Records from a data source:
_ _ _ _ _ _ _

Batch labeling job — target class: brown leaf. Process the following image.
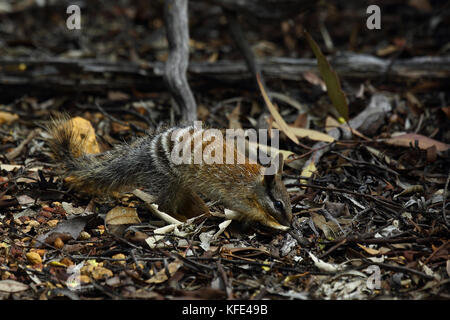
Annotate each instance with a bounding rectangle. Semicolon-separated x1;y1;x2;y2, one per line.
105;207;141;225
0;111;19;124
303;30;348;121
0;280;28;293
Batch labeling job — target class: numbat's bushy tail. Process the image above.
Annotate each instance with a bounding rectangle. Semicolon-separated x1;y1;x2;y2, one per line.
48;117;292;230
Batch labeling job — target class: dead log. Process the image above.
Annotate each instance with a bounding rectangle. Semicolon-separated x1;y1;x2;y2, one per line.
0;54;450;98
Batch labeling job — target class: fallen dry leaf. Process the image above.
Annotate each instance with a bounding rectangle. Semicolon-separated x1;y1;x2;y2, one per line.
0;111;19;124
145;260;183;283
69;117;100;157
256;75;299;144
303;30;348;121
274;123;334;142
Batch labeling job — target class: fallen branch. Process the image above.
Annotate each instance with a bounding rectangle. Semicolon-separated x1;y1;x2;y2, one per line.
0;54;450;95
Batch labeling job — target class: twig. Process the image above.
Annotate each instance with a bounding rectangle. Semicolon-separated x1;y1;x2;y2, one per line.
6;130;37;161
164;0;197;121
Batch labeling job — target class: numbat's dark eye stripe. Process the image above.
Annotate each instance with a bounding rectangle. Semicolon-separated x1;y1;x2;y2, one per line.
273;201;283;210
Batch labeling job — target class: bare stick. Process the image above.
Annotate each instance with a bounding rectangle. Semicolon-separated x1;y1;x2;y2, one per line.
164;0;197;121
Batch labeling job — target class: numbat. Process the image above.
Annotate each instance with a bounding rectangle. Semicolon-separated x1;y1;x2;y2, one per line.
48;117;292;231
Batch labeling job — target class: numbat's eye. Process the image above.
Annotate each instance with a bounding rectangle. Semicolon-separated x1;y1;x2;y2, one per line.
273;201;283;210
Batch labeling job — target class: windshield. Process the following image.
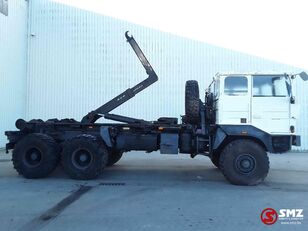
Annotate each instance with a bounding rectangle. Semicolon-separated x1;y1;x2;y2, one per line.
253;76;290;97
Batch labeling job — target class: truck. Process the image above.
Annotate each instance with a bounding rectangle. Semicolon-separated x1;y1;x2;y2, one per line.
5;31;308;185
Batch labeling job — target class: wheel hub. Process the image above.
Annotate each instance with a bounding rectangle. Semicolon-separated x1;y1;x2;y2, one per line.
72;149;93;169
235;154;256;174
24;148;42;167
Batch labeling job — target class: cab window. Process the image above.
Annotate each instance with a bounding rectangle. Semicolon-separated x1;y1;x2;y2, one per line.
224;76;248;96
253;76;289;97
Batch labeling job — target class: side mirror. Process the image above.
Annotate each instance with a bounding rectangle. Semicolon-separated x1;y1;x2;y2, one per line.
298;71;308;81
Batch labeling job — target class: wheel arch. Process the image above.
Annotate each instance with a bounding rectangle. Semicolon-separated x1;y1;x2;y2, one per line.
211;125;273;155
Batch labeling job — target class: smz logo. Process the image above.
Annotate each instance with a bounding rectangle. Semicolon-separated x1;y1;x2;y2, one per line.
261;208;304;225
261;208;278;225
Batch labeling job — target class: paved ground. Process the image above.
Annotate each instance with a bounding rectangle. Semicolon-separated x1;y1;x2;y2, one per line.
0;152;308;231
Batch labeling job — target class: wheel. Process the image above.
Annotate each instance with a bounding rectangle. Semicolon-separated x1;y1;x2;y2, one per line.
185;80;200;124
219;140;269;185
107;151;123;167
210;152;220;168
62;135;108;180
12;133;60;178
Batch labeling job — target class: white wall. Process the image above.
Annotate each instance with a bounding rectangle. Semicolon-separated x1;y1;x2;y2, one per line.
0;0;28;148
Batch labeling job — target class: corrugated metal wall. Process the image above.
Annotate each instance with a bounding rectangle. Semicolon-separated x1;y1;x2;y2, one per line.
0;0;300;149
0;0;28;148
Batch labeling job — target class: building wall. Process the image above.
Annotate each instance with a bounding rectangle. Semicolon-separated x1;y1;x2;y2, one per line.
0;0;28;148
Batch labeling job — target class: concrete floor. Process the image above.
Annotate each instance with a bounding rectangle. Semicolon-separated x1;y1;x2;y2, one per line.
0;152;308;231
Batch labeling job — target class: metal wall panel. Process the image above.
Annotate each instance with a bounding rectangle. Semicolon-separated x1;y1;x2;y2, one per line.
27;0;308;149
0;0;28;148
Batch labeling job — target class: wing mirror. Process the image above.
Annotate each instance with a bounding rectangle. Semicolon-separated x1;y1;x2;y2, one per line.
298;71;308;81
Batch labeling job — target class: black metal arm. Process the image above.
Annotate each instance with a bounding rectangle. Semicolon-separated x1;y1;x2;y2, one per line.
81;31;158;123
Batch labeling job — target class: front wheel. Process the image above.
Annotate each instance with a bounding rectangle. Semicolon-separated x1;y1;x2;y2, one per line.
219;139;269;185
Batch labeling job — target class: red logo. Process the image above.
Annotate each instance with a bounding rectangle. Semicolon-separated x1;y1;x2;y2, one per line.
261;208;278;225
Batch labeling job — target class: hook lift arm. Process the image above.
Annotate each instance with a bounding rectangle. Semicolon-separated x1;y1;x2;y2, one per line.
81;31;158;123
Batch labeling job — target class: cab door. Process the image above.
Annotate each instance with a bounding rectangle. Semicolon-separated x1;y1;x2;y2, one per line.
218;75;251;124
251;75;290;134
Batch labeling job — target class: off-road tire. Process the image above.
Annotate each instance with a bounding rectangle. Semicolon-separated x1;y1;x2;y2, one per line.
12;133;60;179
107;151;123;167
185;80;200;124
61;134;108;180
219;139;269;185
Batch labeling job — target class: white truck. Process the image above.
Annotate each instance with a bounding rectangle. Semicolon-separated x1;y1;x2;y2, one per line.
5;32;308;185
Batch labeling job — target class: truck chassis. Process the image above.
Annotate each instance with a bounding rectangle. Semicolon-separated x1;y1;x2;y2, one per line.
5;32;299;185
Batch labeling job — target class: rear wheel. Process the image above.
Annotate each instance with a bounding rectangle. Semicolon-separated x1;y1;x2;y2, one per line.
62;135;108;180
12;133;60;178
185;80;200;124
107;151;123;167
219;140;269;185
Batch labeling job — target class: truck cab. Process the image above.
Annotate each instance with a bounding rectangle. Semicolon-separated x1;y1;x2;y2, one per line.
210;73;300;152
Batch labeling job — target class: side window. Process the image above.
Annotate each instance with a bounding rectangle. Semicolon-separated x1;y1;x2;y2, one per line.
253;76;289;97
224;76;248;95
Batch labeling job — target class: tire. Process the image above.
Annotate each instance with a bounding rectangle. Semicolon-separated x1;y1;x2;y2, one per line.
210;153;220;168
12;133;60;179
185;80;200;124
62;135;108;180
107;151;123;167
219;139;269;185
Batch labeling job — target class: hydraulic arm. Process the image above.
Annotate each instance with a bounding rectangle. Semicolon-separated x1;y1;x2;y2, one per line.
81;31;158;123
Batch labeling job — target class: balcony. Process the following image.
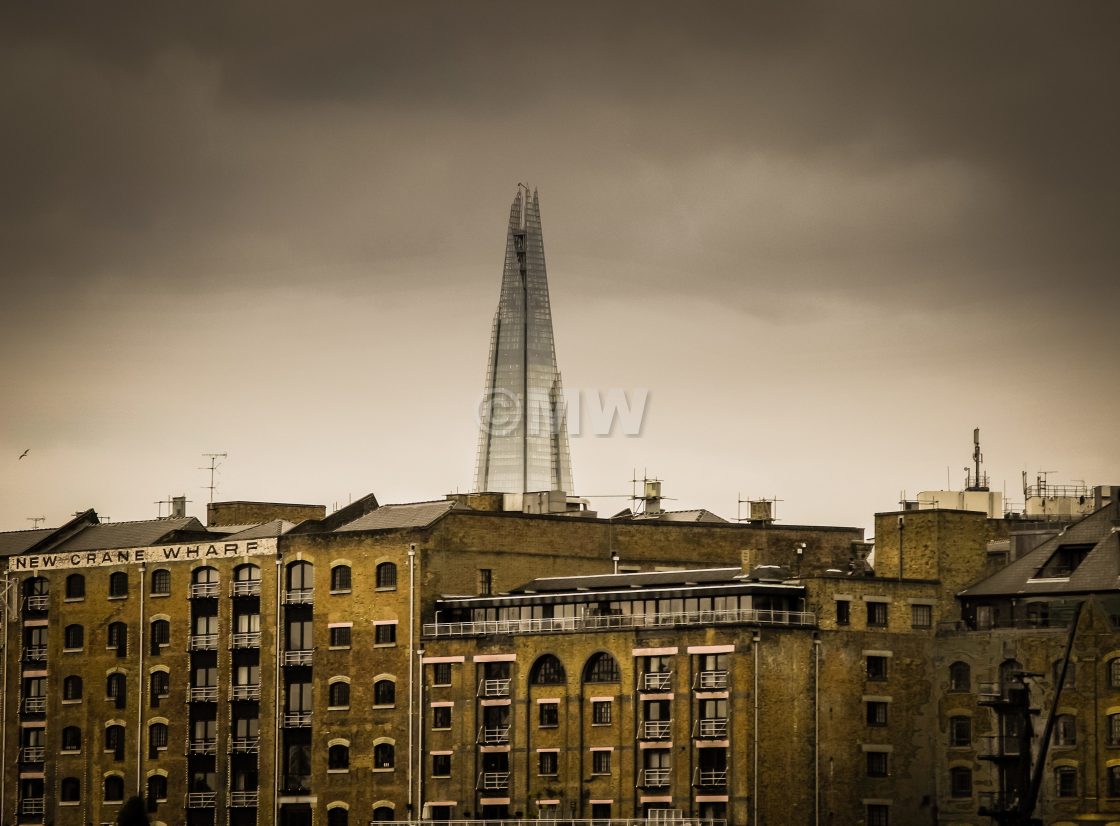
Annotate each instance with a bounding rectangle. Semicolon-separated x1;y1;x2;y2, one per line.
283;588;315;606
233;631;261;648
697;670;727;692
637;720;673;740
478;725;510;745
230;580;261;597
422;608;816;638
230;790;261;806
230;683;261;700
187;633;217;651
640;672;673;692
283;648;315;665
283;712;311;729
478;677;511;697
190;582;218;600
478;771;510;791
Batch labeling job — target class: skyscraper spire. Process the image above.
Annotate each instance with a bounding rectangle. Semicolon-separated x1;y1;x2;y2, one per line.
475;185;573;494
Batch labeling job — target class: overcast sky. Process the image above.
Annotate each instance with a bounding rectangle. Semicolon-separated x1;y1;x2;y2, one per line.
0;1;1120;533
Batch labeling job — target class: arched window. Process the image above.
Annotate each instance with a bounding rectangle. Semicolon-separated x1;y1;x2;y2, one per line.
373;679;396;705
66;574;85;600
109;571;129;597
63;674;82;700
529;654;564;685
373;743;396;769
376;562;396;591
327;679;349;708
63;625;85;651
330;565;351;590
151;567;171;597
105;775;124;802
58;777;82;802
584;651;622;683
327;743;349;771
105;672;128;708
949;660;972;692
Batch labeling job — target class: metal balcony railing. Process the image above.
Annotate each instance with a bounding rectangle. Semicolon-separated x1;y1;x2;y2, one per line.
638;720;673;740
478;771;510;791
697;670;727;692
230;683;261;700
283;588;315;606
478;725;510;745
283;648;315;665
187;633;217;651
697;717;727;740
233;631;261;648
230;580;261;597
478;677;511;697
422;608;816;637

_ _ _ _ _ _ _

§ Problem
Can you give the material again, starting at the line containing "Batch labeling job — target class: truck cab." and ending at the line containing "949;660;972;692", substituting "bounding box" for "bounding rectangle" and leaving everything else unchanged? Omit the pictures from your answer.

§ Response to this exercise
Batch labeling job — target class: truck cab. Process the image above.
Annotate each instance with a bounding box. Semicolon-separated x1;y1;x2;y2, one per line.
210;73;300;152
Batch labeling job — target class: side window. Process the image above.
Annotate each instance with a bounding box. Semicolon-separated x1;y1;x2;y2, one per line.
253;76;289;97
224;76;248;95
Batch labeling job — target class: tire. Process the image above.
Annotate each instance with a bounding box. Semicolon-separated x1;y1;x2;y2, one per line.
210;153;220;168
12;133;60;179
185;80;200;124
62;135;108;180
107;151;123;167
219;139;269;185
Batch labeling job — target class: hydraulic arm. Process the image above.
Annotate each instance with a bounding box. Semicolon-separated x1;y1;x2;y2, one per line.
81;31;158;123
Batch labeling job — target class: balcony. Process the following image.
Annotate each instance with a bounding box. Semicolon-separated x1;y1;x2;y2, one per line.
283;588;315;606
233;631;261;648
697;670;727;692
637;720;673;740
478;725;510;745
230;580;261;597
422;608;816;638
230;790;261;806
230;683;261;700
187;633;217;651
640;672;673;692
283;648;315;665
283;712;311;729
478;677;511;697
190;582;218;600
478;771;510;791
Batch labeling job — target class: skyscraper spire. Process the image above.
Annotate each instance with a bounding box. Semicolon-separated x1;y1;x2;y2, one per line.
475;185;573;494
Batch labeling job — target class: overcast sky. Process the image above.
Annotate each instance with a bounding box. Semicolon-separated x1;y1;x2;y2, one per line.
0;1;1120;533
Batch labeling job — target class: arched window. Process the image above.
Annotate each instance with a bounding box. Semicolon-separated x1;y1;x2;y2, one per line.
373;679;396;705
66;574;85;600
109;571;129;597
63;674;82;700
529;654;564;685
373;743;396;769
376;562;396;591
327;679;349;708
63;625;85;651
330;565;351;590
151;567;171;597
105;775;124;802
58;777;82;802
584;651;622;683
327;743;349;771
105;672;128;708
949;660;972;692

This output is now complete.